**Written request 1**
Condense the paragraph of the Back To The Egg post that opens "It was being played when I was a toddler" into a short bulleted list that keeps its main facts.
**Written request 2**
Transcribe the part of the Back To The Egg post starting with "Back to Back" and going on through "the McCartney/Wings canon.".

**Given passage**
-- -- --

Back to Back To The Egg:
Friday is fun, because it's about music. This week I wanted to go in deep on one of my favourite albums that is mostly much maligned - BUT I LOVE IT! And there's our weekly playlist too of course.
At some stage hopefully this year, we’ll finally see (and hear) a reissue by Sir Paul of Macca of his often shat-on final Wings album, Back To The Egg; it is rumoured to be part of the next round in the ongoing reissue/reappraisal reviewing of the McCartney/Wings canon.
It’s possibly my very favourite Wings album. That’s almost always been the way…and I’m only hesitant about naming it my favourite because I love most of the material that McCartney ushered into this world via the Wings vehicle. My introduction was the exquisite Band on the Run album and then the various greatest hits and singles from the records made either side of that.
The second proper Wings album I heard though was Egg.
It was being played when I was a toddler – but it was properly introduced to me when I was about 12 or 13. I still have the LP copy my folks would have bought at the time of release. And for my 16th birthday I got a CD copy, back when this required a whole lot of wrangling; importing it from England via a record store in Hastings. A then modern-miracle!

-- -- --

**Raw records**
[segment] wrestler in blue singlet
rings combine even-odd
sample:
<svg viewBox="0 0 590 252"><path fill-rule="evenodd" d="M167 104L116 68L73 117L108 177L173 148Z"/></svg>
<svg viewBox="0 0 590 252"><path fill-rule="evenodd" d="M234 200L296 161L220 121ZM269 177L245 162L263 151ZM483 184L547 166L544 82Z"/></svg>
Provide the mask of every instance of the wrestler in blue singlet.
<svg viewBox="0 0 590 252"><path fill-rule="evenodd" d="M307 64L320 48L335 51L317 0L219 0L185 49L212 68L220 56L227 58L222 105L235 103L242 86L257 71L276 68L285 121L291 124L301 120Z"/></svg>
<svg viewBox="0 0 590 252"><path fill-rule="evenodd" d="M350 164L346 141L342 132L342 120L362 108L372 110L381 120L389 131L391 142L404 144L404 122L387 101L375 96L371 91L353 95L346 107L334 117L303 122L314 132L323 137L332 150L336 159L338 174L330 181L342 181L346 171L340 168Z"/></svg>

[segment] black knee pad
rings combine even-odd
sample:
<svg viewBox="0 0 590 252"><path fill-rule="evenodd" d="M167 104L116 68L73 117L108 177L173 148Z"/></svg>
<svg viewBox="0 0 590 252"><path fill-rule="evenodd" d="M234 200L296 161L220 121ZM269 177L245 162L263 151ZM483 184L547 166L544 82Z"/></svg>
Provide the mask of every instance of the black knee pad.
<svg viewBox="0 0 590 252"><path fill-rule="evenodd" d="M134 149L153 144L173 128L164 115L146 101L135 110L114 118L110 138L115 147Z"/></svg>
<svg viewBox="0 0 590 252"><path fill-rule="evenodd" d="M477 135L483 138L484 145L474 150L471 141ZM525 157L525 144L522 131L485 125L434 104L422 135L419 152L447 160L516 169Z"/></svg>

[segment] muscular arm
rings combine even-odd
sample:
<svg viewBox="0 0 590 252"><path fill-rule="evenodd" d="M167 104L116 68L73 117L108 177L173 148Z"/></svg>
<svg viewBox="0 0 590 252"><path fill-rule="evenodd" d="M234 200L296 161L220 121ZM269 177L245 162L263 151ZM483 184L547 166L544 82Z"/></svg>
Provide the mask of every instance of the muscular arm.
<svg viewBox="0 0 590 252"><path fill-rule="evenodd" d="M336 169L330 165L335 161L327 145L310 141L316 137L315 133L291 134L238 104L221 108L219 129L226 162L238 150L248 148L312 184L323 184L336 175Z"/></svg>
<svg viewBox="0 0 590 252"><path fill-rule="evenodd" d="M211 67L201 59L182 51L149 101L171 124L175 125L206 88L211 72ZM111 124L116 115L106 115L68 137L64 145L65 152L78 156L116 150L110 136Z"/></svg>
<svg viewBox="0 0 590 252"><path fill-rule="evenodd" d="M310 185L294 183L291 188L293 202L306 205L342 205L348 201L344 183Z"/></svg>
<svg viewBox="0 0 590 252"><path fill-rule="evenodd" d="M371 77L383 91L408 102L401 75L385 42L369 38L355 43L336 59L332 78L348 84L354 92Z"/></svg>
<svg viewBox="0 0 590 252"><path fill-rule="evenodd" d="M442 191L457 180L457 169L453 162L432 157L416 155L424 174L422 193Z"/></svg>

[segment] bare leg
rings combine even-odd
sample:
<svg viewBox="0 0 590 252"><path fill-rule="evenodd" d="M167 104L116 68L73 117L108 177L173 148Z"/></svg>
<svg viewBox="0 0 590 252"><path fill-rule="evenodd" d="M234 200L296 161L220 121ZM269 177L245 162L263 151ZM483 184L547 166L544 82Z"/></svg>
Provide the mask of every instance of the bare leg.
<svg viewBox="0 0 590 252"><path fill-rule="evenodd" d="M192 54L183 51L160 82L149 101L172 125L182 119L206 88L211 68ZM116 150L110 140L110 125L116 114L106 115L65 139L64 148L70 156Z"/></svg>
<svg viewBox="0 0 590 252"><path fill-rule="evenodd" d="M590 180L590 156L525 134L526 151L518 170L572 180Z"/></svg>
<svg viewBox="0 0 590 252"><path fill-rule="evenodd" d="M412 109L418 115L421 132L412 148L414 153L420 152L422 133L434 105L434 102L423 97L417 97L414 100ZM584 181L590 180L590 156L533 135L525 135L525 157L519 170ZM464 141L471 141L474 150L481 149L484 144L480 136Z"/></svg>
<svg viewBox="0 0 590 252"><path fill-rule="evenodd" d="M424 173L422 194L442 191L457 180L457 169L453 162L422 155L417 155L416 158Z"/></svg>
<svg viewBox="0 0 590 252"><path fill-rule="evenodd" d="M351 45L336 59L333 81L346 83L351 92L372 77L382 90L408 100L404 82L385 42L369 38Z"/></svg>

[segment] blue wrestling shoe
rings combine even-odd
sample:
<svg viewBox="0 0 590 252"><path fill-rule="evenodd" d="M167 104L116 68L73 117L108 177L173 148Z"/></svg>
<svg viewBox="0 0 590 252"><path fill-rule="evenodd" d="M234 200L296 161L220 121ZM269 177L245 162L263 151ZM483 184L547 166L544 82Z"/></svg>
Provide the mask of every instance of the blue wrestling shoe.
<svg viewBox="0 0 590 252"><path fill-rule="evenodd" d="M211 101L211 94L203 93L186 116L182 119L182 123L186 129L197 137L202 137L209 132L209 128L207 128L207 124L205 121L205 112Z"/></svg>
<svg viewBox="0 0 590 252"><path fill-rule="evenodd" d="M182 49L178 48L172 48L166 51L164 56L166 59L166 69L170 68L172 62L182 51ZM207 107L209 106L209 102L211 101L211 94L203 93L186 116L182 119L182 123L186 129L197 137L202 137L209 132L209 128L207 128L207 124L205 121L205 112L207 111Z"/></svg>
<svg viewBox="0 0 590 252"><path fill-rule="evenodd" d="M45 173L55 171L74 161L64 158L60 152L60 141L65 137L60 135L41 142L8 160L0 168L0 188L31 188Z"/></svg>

-- -- --

**Complete answer 1**
- The album was played around the writer as a toddler, but the writer was properly introduced to it at about 12 or 13.
- The writer still has the LP the parents bought when it was released.
- For the writer's 16th birthday, a CD copy was imported from England through a record store in Hastings. That took a lot of wrangling at the time.

**Complete answer 2**
Back to Back To The Egg:
Friday is fun, because it's about music. This week I wanted to go in deep on one of my favourite albums that is mostly much maligned - BUT I LOVE IT! And there's our weekly playlist too of course.
At some stage hopefully this year, we’ll finally see (and hear) a reissue by Sir Paul of Macca of his often shat-on final Wings album, Back To The Egg; it is rumoured to be part of the next round in the ongoing reissue/reappraisal reviewing of the McCartney/Wings canon.